Location identification entries:
+++

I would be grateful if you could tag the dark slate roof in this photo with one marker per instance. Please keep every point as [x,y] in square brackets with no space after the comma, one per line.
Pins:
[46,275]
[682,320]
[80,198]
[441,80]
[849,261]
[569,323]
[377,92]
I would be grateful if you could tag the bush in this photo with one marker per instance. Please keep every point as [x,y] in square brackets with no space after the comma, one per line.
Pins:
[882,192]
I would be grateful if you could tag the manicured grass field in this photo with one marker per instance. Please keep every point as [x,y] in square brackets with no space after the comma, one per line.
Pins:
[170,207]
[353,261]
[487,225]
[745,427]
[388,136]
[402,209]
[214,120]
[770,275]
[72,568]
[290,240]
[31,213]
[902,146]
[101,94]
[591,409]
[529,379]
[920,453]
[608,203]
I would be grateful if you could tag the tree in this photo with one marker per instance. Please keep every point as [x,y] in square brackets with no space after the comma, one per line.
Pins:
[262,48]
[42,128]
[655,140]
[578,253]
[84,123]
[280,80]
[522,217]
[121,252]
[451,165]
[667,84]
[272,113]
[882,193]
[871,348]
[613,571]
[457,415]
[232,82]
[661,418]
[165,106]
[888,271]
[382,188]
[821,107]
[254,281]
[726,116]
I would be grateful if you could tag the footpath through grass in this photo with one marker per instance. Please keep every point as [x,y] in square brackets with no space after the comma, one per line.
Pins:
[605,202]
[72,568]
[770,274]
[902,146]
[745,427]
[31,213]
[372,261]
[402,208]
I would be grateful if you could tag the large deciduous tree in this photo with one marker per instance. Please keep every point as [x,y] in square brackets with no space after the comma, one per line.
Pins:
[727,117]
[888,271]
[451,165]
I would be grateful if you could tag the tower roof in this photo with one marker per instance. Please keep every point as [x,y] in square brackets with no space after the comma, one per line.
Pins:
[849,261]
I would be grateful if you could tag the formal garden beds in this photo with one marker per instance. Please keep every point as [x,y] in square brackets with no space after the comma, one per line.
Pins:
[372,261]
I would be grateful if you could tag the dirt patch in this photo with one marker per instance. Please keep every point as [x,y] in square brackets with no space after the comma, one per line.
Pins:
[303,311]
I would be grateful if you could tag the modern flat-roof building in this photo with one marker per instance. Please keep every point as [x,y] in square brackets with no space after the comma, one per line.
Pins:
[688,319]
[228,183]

+++

BRIEF — Your task is to reproduce all of the records exactly.

COMPLETE OUTPUT —
I would be grateful if you could tag the dark slate roof in this photo with one marker per instance. Please keep every point as [x,y] in square brackets with no space after the comma, one per line.
Pins:
[46,275]
[682,320]
[80,198]
[441,80]
[849,261]
[569,323]
[377,92]
I would be grateful if you could tag the bush in this photo with one marker per instance. Please keep every point as [x,y] in square brackets with no space after the comma, one per line.
Pins:
[882,192]
I would be grateful if you could tag the manicured grass field in this photo with one marker per instance. Please keep every point as [x,y] in square brackets with no space after the comma, one per line.
Pins:
[170,207]
[353,261]
[487,225]
[745,427]
[388,136]
[402,209]
[214,120]
[770,275]
[72,568]
[290,240]
[31,213]
[902,146]
[101,94]
[591,409]
[529,379]
[920,453]
[608,203]
I would be grateful if you could tag the tree in this photo with one marker per instance. Please keep every point as [x,y] in square brackets with no space after the comma, one per line.
Pins:
[262,48]
[42,128]
[655,140]
[578,253]
[84,123]
[280,80]
[522,217]
[121,252]
[451,165]
[667,84]
[272,113]
[882,193]
[871,348]
[613,571]
[457,415]
[232,82]
[661,418]
[165,106]
[888,271]
[382,188]
[821,107]
[254,281]
[726,116]
I would be grateful if you could tag the footpath through grass in this photo with one marker per instance. Please keep every point as [x,y] in square brackets with no space after the comma, one per line.
Pins:
[605,202]
[72,568]
[770,274]
[902,146]
[745,427]
[31,213]
[372,261]
[402,208]
I would be grateful if you could tag the large deciduous tree in this photo with one marker per instance. Please keep every point as [x,y] in square brackets with no space after the comma, one per line.
Pins:
[727,117]
[888,271]
[451,165]
I would be grateful if you could tag the tower roof in this photo with one marker per instance. Please keep every point as [x,y] in square brackets with no space after the comma, one per line.
Pins:
[849,261]
I would be grateful if you could tag the formal garden beds in this photo with one marker per instance. Please keep every point as [x,y] in square brackets with no space after the comma, one per line.
Pins:
[372,261]
I would be grateful if you could tag the dirt patch in this photo with one marker per instance. Please keep every point as [x,y] in square brackets with no space after the comma, one per line.
Pins:
[303,311]
I would be grateful if you could tag the modern flat-roof building in this photo with one marker per instance. Please keep every point as [x,y] in square brackets with no space after the comma, one per line.
Pins:
[688,319]
[228,183]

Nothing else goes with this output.